Directions: Could you write the entries out again, exactly as they are?

(Point-per-instance localization data)
──────
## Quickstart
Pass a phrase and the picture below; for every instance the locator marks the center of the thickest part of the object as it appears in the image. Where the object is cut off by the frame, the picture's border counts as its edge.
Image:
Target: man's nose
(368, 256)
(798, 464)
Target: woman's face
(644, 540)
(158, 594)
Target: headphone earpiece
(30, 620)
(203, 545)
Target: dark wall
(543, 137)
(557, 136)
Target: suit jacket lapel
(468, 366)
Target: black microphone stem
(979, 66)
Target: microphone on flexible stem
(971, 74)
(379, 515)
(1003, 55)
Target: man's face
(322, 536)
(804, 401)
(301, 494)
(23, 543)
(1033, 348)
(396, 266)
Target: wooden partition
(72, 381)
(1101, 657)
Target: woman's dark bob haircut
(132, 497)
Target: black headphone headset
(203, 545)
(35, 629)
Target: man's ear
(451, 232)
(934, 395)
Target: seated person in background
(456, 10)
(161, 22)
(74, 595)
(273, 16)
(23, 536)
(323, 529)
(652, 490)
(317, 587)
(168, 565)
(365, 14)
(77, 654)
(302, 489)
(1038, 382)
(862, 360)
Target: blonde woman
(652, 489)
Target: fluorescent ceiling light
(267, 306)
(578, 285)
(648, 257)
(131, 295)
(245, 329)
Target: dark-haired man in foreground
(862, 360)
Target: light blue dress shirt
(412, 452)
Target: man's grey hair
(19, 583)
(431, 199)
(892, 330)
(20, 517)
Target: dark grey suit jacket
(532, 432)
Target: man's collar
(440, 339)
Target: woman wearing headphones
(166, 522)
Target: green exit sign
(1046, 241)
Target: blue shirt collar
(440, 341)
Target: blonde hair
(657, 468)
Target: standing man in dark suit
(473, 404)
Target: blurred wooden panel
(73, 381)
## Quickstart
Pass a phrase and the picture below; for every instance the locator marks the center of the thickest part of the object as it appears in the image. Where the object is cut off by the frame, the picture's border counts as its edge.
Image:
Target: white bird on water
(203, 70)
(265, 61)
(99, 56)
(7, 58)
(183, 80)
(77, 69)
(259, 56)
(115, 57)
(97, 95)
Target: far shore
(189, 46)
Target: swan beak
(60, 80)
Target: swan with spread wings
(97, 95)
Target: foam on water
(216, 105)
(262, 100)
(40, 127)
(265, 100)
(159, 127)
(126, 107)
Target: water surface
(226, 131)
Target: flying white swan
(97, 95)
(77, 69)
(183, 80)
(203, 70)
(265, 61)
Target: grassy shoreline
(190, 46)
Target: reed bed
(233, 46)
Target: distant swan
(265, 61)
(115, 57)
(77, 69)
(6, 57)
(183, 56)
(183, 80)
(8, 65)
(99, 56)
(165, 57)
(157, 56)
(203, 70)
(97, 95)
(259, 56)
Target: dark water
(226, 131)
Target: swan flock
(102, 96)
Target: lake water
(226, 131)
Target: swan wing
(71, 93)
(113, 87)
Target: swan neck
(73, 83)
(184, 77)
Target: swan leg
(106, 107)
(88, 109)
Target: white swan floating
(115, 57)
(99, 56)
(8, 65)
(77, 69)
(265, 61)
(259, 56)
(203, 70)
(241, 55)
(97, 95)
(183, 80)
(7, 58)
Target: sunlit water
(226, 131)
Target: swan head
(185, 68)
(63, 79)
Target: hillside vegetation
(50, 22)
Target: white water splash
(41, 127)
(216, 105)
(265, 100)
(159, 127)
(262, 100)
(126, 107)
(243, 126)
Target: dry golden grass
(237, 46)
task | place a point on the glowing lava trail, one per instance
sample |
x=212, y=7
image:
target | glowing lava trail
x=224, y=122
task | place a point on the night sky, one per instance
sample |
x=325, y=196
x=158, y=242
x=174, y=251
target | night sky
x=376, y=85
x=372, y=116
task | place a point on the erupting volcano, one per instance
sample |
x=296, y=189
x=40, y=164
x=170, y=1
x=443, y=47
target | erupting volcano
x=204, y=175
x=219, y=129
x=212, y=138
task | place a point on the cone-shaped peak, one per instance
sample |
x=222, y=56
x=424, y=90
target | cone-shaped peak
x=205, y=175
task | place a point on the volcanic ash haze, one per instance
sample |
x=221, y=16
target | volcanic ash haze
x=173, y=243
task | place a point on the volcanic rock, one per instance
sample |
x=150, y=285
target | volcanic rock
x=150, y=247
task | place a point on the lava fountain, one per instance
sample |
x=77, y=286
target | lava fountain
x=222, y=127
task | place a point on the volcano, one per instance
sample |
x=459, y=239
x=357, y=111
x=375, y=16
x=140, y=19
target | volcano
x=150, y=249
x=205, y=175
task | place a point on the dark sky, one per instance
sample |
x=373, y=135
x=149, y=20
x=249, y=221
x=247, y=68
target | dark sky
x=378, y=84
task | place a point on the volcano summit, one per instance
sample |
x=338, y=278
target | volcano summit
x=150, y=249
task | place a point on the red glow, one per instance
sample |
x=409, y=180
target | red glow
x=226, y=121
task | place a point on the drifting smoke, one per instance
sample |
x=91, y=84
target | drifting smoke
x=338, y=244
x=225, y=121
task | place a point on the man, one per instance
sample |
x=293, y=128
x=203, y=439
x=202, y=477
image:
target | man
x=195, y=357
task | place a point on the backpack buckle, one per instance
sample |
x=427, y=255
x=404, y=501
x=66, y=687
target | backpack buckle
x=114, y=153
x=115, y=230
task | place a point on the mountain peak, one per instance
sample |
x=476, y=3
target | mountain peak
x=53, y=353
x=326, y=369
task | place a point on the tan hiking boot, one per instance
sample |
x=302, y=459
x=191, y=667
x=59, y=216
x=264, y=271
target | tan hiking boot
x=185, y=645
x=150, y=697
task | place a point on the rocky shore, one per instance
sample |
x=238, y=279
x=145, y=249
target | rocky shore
──────
Exercise solution:
## Quickstart
Pass a phrase and the picture below; for every instance the locator marks the center of the thickest part of the object as it appears in the image. Where the object is cut off by the frame, the picture's border counts as its edge.
Image:
Target: man's nose
(368, 256)
(798, 464)
Target: woman's face
(644, 540)
(158, 594)
Target: headphone earpiece
(30, 620)
(203, 545)
Target: dark wall
(543, 137)
(557, 136)
Target: suit jacket lapel
(468, 366)
Target: black microphone stem
(979, 66)
Target: microphone on flexible stem
(971, 74)
(379, 515)
(1003, 55)
Target: man's face
(322, 536)
(804, 401)
(301, 494)
(23, 543)
(1033, 348)
(396, 266)
Target: wooden partition
(72, 381)
(1101, 657)
Target: woman's dark bob haircut
(132, 497)
Target: black headphone headset
(203, 545)
(35, 629)
Target: man's ear
(451, 232)
(934, 395)
Target: seated person in background
(456, 10)
(161, 22)
(74, 595)
(273, 16)
(23, 536)
(323, 529)
(652, 490)
(317, 587)
(168, 565)
(365, 14)
(77, 654)
(302, 489)
(1038, 382)
(862, 360)
Target: blonde woman
(652, 489)
Target: fluorescent ceiling light
(267, 306)
(578, 285)
(648, 257)
(131, 295)
(245, 329)
Target: dark-haired man in foreground
(862, 360)
Target: light blue dress shirt
(412, 452)
Target: man's grey hair
(19, 583)
(431, 199)
(892, 330)
(20, 517)
Target: dark grey suit jacket
(532, 432)
Target: man's collar
(440, 339)
Target: woman wearing headphones
(166, 522)
Target: green exit sign
(1046, 241)
Target: blue shirt collar
(440, 341)
Target: blonde hair
(657, 468)
Target: standing man in dark suit
(473, 404)
Target: blurred wooden panel
(73, 381)
## Quickstart
Pass a phrase and the picture below; for every instance the locator marks the center of the thickest part of the object as it appears in the image. Where the object is cut off by the frame, the picture's border counts as its edge.
Image:
Target: white bird on water
(203, 70)
(265, 61)
(99, 56)
(7, 58)
(183, 80)
(77, 69)
(259, 56)
(115, 57)
(97, 95)
Target: far shore
(189, 46)
Target: swan beak
(60, 80)
Target: swan with spread wings
(97, 95)
Target: foam on water
(216, 105)
(262, 100)
(40, 127)
(265, 100)
(159, 127)
(126, 107)
Target: water surface
(226, 131)
Target: flying white swan
(97, 95)
(77, 69)
(183, 80)
(203, 70)
(265, 61)
Target: grassy shoreline
(190, 46)
Target: reed bed
(233, 46)
Target: distant swan
(265, 61)
(115, 57)
(77, 69)
(6, 57)
(183, 56)
(183, 80)
(8, 65)
(99, 56)
(165, 57)
(157, 56)
(203, 70)
(97, 95)
(259, 56)
Target: dark water
(226, 131)
Target: swan flock
(102, 96)
Target: lake water
(226, 131)
Target: swan wing
(71, 93)
(113, 87)
Target: swan neck
(73, 83)
(184, 77)
Target: swan leg
(106, 107)
(88, 109)
Target: white swan floating
(115, 57)
(99, 56)
(8, 65)
(77, 69)
(265, 61)
(259, 56)
(203, 70)
(241, 55)
(97, 95)
(183, 80)
(7, 58)
Target: sunlit water
(226, 131)
Target: swan head
(185, 68)
(63, 79)
Target: hillside vegetation
(50, 22)
Target: white water splash
(41, 127)
(216, 105)
(265, 100)
(159, 127)
(262, 100)
(126, 107)
(243, 126)
Target: dry golden grass
(237, 46)
task | place a point on the glowing lava trail, one per instance
sample |
x=212, y=7
image:
target | glowing lava trail
x=224, y=122
task | place a point on the night sky, one per instance
sample |
x=325, y=196
x=158, y=242
x=174, y=251
target | night sky
x=376, y=85
x=372, y=116
task | place a point on the erupting volcano, one per instance
sample |
x=296, y=189
x=40, y=164
x=170, y=1
x=443, y=47
target | erupting volcano
x=204, y=175
x=219, y=129
x=212, y=138
task | place a point on the cone-shaped peak, one per instance
sample |
x=222, y=56
x=424, y=90
target | cone-shaped peak
x=205, y=175
task | place a point on the volcanic ash haze, one per instance
sample |
x=221, y=16
target | volcanic ash haze
x=173, y=243
task | place a point on the volcanic rock, one per instance
sample |
x=150, y=285
target | volcanic rock
x=150, y=247
task | place a point on the lava fountain, one per instance
sample |
x=77, y=286
target | lava fountain
x=222, y=127
task | place a point on the volcano, one per instance
sample |
x=459, y=239
x=357, y=111
x=375, y=16
x=140, y=19
target | volcano
x=150, y=249
x=205, y=175
task | place a point on the dark sky, one per instance
sample |
x=373, y=135
x=149, y=20
x=249, y=221
x=247, y=68
target | dark sky
x=378, y=84
task | place a point on the volcano summit, one per instance
sample |
x=338, y=278
target | volcano summit
x=150, y=249
task | place a point on the red glow, one per instance
sample |
x=409, y=180
target | red glow
x=226, y=121
task | place a point on the drifting smoke, one per instance
sample |
x=91, y=84
target | drifting smoke
x=338, y=244
x=225, y=121
task | place a point on the man, one per instance
sample |
x=293, y=128
x=203, y=439
x=202, y=477
image:
target | man
x=195, y=357
task | place a point on the backpack buckle, one per instance
sample |
x=427, y=255
x=404, y=501
x=66, y=687
target | backpack buckle
x=114, y=153
x=115, y=230
task | place a point on the mountain peak, one per instance
sample |
x=476, y=3
target | mountain peak
x=53, y=353
x=326, y=369
task | place a point on the tan hiking boot, one per instance
sample |
x=302, y=459
x=191, y=667
x=59, y=216
x=264, y=271
target | tan hiking boot
x=185, y=645
x=150, y=697
task | place a point on the rocky shore, one per instance
sample |
x=238, y=279
x=145, y=249
target | rocky shore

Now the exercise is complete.